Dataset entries
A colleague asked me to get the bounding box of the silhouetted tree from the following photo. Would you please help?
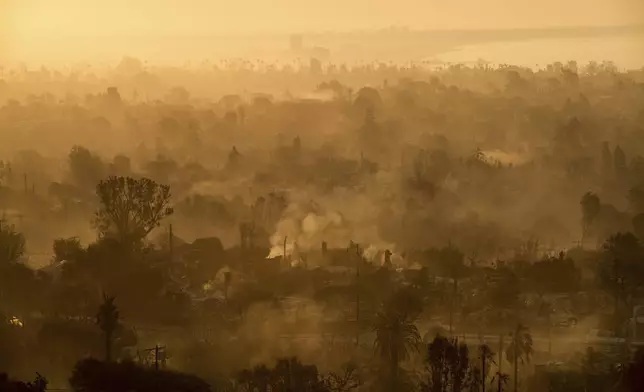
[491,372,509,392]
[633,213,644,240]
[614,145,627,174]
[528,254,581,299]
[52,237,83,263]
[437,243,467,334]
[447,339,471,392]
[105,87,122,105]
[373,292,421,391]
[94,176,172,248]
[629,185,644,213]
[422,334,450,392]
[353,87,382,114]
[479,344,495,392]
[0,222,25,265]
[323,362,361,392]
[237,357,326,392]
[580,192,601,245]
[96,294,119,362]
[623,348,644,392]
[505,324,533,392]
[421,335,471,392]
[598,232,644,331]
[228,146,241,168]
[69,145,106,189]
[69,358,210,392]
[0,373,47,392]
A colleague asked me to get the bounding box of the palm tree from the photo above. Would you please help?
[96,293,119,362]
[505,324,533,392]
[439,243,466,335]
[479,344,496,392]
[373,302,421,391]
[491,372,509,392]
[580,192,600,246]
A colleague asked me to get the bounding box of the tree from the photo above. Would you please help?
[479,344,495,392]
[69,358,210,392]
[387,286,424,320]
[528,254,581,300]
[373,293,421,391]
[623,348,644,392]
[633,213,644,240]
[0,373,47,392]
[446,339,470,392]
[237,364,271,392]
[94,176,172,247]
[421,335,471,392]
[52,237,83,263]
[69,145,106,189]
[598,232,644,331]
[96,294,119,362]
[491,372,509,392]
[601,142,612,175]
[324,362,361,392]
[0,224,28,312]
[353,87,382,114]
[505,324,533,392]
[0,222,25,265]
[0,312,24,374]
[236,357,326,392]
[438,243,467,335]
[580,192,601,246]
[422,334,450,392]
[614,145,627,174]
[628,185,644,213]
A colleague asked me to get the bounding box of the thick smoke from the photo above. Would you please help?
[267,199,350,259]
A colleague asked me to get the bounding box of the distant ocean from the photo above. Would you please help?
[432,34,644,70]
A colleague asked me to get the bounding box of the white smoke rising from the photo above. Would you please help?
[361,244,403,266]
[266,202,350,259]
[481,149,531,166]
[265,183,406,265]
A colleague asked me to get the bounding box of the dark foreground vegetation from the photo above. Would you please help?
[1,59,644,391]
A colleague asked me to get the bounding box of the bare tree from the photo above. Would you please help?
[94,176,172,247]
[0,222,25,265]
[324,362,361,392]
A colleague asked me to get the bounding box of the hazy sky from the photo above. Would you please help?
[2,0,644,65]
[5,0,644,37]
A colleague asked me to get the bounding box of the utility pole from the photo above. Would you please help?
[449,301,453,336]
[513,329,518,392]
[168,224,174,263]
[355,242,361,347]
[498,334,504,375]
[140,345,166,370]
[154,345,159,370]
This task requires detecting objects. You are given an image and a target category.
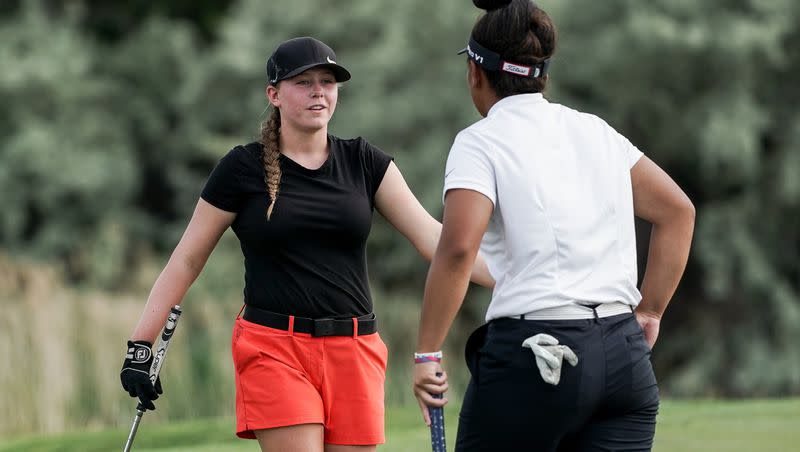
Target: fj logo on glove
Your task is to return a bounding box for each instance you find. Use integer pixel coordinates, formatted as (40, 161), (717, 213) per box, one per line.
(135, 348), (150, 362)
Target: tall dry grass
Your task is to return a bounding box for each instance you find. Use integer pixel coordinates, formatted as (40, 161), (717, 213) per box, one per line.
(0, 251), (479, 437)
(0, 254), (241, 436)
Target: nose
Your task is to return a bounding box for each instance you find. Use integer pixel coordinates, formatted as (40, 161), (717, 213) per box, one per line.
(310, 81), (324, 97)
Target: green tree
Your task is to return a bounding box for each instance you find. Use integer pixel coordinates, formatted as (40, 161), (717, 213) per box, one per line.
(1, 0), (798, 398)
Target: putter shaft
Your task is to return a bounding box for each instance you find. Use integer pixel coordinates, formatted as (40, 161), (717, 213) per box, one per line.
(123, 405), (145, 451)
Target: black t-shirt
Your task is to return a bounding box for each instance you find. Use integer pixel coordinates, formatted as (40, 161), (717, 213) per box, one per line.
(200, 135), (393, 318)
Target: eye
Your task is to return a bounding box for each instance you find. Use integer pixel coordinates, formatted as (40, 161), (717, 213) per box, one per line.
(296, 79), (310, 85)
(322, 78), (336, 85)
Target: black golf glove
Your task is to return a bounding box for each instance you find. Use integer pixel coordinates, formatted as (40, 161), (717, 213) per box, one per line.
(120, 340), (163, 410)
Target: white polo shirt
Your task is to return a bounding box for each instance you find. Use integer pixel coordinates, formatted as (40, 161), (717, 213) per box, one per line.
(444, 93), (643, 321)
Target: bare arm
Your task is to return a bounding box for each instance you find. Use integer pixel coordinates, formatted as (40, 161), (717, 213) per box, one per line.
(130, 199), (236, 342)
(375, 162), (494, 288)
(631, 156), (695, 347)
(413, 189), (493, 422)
--
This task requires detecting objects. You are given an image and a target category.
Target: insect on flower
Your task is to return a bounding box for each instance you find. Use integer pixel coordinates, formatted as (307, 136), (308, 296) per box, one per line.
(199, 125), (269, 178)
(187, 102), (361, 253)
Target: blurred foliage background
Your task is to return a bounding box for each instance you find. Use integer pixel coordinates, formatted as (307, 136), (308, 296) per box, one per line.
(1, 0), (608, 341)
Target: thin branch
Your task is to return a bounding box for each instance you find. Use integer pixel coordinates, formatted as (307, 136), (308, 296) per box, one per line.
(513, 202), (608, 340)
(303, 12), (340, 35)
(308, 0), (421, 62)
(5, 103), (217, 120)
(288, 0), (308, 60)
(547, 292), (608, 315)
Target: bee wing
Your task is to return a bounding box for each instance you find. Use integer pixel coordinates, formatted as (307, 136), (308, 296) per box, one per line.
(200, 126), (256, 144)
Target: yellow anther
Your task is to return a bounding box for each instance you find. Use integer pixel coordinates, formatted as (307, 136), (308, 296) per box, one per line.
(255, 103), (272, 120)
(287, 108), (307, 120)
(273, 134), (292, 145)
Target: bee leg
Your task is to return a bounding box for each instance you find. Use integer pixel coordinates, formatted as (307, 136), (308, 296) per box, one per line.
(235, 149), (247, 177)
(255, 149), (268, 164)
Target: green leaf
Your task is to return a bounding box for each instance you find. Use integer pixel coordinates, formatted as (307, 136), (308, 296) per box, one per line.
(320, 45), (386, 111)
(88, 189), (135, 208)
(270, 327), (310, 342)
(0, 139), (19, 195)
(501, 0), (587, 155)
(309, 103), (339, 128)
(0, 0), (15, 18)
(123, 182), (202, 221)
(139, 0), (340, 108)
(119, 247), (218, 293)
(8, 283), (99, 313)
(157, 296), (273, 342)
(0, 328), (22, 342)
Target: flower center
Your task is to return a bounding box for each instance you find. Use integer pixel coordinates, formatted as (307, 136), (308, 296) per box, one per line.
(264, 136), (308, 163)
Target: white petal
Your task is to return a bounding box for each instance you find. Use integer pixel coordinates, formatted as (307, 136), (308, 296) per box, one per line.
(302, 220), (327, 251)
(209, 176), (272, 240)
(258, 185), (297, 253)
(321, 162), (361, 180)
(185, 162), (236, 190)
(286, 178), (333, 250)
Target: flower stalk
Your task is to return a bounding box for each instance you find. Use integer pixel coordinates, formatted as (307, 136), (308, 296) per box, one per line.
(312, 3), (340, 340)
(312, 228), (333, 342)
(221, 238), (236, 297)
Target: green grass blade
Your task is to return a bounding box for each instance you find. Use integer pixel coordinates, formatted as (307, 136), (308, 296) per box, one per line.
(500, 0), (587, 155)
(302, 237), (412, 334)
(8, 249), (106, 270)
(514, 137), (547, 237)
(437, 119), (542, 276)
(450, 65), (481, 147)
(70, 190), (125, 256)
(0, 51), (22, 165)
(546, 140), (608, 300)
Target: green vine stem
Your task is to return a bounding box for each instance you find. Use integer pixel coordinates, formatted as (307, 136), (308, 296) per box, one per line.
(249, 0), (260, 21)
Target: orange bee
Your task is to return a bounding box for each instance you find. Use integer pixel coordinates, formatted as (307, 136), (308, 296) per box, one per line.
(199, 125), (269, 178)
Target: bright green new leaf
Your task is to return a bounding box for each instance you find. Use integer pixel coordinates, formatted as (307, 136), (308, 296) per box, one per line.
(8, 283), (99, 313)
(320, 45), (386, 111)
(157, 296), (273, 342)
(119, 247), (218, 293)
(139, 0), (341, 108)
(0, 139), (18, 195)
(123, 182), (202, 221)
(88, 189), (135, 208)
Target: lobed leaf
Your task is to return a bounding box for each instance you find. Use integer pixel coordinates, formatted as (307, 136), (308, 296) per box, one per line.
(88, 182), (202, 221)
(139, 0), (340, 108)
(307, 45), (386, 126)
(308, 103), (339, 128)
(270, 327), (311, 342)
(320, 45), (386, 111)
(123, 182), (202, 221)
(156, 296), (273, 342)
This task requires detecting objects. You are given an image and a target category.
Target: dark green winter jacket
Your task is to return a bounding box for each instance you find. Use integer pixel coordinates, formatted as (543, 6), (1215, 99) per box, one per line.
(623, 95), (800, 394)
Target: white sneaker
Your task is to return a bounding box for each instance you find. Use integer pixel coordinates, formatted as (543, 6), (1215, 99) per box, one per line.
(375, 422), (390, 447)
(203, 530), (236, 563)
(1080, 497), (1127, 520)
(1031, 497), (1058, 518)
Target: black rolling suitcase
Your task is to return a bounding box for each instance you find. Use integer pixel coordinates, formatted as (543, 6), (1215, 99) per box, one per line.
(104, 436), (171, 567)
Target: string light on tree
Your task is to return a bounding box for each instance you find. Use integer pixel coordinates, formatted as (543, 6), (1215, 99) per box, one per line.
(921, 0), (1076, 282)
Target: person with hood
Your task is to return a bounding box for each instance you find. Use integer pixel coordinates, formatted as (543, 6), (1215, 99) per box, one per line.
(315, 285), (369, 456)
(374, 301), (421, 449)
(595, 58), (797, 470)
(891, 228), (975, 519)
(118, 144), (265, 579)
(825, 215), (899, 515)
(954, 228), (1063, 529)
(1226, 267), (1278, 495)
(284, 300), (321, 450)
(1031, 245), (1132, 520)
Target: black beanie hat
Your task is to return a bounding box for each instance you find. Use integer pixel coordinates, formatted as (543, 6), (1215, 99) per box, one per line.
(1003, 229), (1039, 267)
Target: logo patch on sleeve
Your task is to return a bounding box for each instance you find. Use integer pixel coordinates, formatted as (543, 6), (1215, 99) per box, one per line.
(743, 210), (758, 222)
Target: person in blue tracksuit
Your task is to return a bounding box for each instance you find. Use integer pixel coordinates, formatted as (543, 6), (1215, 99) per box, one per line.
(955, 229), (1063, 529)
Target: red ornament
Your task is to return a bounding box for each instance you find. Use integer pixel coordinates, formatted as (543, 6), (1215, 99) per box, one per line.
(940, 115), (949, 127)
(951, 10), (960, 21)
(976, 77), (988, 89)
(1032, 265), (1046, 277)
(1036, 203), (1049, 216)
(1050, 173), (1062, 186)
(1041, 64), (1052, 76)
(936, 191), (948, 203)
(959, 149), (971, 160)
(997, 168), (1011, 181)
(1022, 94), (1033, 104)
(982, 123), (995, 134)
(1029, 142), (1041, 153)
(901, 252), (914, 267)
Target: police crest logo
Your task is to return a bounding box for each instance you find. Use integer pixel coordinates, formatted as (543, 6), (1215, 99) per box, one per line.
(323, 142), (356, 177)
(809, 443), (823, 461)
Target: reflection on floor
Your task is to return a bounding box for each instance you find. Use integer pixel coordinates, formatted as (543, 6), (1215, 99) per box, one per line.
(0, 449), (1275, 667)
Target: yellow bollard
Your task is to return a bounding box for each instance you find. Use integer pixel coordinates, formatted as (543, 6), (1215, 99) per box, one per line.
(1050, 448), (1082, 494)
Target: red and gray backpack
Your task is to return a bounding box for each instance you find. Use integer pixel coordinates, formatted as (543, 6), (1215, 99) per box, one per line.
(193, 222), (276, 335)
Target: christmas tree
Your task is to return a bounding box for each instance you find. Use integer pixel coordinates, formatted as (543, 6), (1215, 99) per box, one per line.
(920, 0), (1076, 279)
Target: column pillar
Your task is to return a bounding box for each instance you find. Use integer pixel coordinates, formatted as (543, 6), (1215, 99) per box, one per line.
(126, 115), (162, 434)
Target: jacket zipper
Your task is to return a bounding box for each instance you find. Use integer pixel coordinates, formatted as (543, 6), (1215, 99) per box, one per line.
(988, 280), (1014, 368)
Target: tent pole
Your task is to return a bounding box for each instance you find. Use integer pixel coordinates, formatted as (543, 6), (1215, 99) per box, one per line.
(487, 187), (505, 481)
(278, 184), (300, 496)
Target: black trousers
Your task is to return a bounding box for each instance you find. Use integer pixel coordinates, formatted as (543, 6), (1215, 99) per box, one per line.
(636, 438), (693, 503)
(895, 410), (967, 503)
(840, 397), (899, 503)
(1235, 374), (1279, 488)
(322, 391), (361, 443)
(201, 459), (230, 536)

» REQUIREMENT:
Across the entries, state how many lines contain "logo", giving the number only.

» TASK RESPONSE:
3